Text section:
Left or right? Wrong - understand the political compass

An ai generated compass in a post impressionist style
People's political compasses just don't add up at the moment?

Whom does it best serve to create division? Not you. Those holding the vested interest, of course. It's easy to think there's "left = good", "right = bad". For some reason, our political discord has been distilled into this bizarre either/or world. Sadly, it's a farce.

Our obsession in the UK with the simple definition of where someone's political preferences lie is puerile. With the proliferation of more and more Progressive Drift, it's all too easy for politicians or activists to lazily label an opponent as "extreme" or "far [insert]".

It implies, however unsubtle, that the individual is suggesting things, or holds opinions outside consensus - or, the Overton Window, as it known. This is the blob between which it is understood the public will accept policy suggestions. It's also dynamic - it can move permanently or temporarily. Our tolerance of extremely authoritarian policy and socialist economic packages during Covid (here in the UK) attests to this.

Information provided:
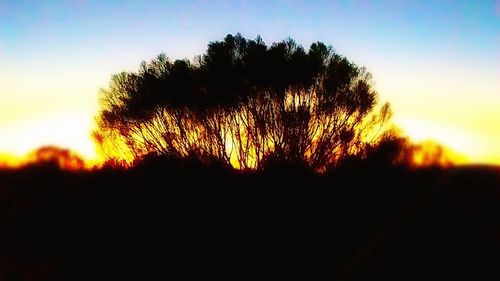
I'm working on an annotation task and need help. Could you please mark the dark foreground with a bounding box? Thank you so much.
[0,161,500,280]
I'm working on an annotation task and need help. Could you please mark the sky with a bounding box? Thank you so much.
[0,0,500,164]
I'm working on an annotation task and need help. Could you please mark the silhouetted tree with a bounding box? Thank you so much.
[94,34,391,170]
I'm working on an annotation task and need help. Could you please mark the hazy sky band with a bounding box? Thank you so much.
[0,1,500,162]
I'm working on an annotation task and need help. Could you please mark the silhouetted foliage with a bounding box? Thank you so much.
[94,34,391,168]
[27,146,85,170]
[0,159,500,281]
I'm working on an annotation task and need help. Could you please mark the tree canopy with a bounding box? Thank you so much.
[94,34,391,170]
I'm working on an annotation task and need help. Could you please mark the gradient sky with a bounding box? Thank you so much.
[0,0,500,164]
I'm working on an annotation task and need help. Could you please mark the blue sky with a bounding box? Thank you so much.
[0,0,500,161]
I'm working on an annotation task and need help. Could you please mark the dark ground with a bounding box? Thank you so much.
[0,160,500,280]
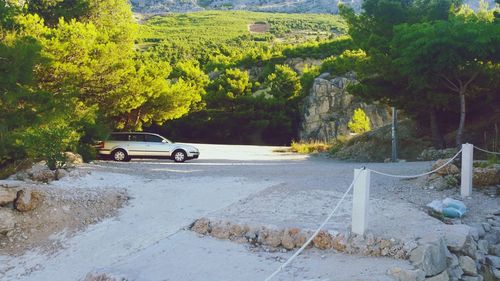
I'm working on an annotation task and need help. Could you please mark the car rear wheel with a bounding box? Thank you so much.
[172,150,187,163]
[112,149,129,162]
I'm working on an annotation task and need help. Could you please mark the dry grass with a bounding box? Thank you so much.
[292,141,332,154]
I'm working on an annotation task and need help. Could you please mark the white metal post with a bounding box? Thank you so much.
[460,143,474,198]
[352,169,370,235]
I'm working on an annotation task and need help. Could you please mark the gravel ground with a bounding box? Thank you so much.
[0,144,500,281]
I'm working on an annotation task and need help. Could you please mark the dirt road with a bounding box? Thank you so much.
[0,145,488,281]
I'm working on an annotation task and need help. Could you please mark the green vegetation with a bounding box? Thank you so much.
[141,11,346,44]
[0,0,500,169]
[347,108,371,134]
[139,11,351,145]
[336,0,500,148]
[0,0,206,169]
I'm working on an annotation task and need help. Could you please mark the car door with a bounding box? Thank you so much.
[144,134,172,157]
[127,134,148,156]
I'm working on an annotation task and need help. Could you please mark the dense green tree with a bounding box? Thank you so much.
[393,12,500,145]
[266,65,302,100]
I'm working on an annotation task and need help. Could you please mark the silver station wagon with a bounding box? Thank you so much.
[98,132,200,162]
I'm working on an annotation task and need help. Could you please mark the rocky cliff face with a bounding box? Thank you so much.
[300,73,391,141]
[131,0,495,14]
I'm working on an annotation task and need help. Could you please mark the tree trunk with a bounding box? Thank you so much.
[430,109,445,149]
[456,90,465,146]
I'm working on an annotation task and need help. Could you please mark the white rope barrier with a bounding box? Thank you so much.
[474,145,500,155]
[369,149,462,179]
[264,168,365,281]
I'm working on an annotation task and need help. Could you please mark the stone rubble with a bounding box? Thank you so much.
[191,213,500,281]
[190,218,410,259]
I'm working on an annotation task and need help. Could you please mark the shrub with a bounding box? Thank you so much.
[347,108,371,134]
[22,124,79,170]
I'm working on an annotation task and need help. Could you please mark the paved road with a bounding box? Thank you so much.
[0,145,429,281]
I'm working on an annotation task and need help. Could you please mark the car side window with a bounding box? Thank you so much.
[109,134,128,141]
[130,134,144,141]
[145,135,163,142]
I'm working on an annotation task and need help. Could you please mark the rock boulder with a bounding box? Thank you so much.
[14,190,43,212]
[0,187,17,206]
[300,74,390,140]
[410,237,448,277]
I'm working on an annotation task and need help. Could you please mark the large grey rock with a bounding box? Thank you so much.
[446,253,464,281]
[477,240,489,254]
[486,256,500,269]
[191,218,211,235]
[257,229,283,247]
[0,208,16,234]
[210,222,230,239]
[458,256,477,276]
[300,74,390,140]
[488,244,500,256]
[460,276,483,281]
[410,237,449,277]
[387,267,425,281]
[64,151,83,165]
[443,224,477,259]
[493,269,500,280]
[14,189,43,212]
[0,187,17,206]
[425,271,450,281]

What is needed: Copy out the whole piece on the political compass from above, word for word.

Response to this task:
Left or right? Wrong - understand the political compass

An ai generated compass in a post impressionist style
People's political compasses just don't add up at the moment?

Whom does it best serve to create division? Not you. Those holding the vested interest, of course. It's easy to think there's "left = good", "right = bad". For some reason, our political discord has been distilled into this bizarre either/or world. Sadly, it's a farce.

Our obsession in the UK with the simple definition of where someone's political preferences lie is puerile. With the proliferation of more and more Progressive Drift, it's all too easy for politicians or activists to lazily label an opponent as "extreme" or "far [insert]".

It implies, however unsubtle, that the individual is suggesting things, or holds opinions outside consensus - or, the Overton Window, as it known. This is the blob between which it is understood the public will accept policy suggestions. It's also dynamic - it can move permanently or temporarily. Our tolerance of extremely authoritarian policy and socialist economic packages during Covid (here in the UK) attests to this.